Given task: Count the lines in the items below that contain the string "trace", treating uppercase and lowercase letters as different. Reply with the number only.

------ Records shown ------

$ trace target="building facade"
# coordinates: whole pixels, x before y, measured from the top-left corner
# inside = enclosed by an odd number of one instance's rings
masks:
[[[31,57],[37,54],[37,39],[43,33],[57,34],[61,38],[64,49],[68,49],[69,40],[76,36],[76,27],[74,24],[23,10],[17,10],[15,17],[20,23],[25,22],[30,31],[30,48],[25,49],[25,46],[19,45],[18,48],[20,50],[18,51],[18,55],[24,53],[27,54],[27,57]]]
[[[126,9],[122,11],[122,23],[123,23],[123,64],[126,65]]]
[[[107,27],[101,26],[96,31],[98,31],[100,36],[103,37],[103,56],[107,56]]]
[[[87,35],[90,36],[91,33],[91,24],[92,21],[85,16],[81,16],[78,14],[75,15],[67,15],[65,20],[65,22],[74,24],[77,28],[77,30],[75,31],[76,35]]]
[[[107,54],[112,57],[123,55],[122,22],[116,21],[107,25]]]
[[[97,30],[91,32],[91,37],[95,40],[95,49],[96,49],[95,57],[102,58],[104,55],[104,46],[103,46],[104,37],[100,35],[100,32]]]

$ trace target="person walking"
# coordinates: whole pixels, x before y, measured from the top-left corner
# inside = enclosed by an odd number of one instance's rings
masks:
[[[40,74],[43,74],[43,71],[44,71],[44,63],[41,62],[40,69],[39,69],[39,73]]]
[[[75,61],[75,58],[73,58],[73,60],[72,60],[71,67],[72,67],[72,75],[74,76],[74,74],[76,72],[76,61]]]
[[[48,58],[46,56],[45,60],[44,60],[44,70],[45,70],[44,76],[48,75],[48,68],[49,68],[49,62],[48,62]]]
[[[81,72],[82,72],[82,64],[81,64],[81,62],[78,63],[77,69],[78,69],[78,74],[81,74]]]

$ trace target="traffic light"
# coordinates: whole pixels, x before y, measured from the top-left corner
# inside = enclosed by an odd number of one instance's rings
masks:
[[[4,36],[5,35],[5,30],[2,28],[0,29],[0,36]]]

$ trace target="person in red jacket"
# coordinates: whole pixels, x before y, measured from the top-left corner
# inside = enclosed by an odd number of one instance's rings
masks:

------

Answer to the task: 4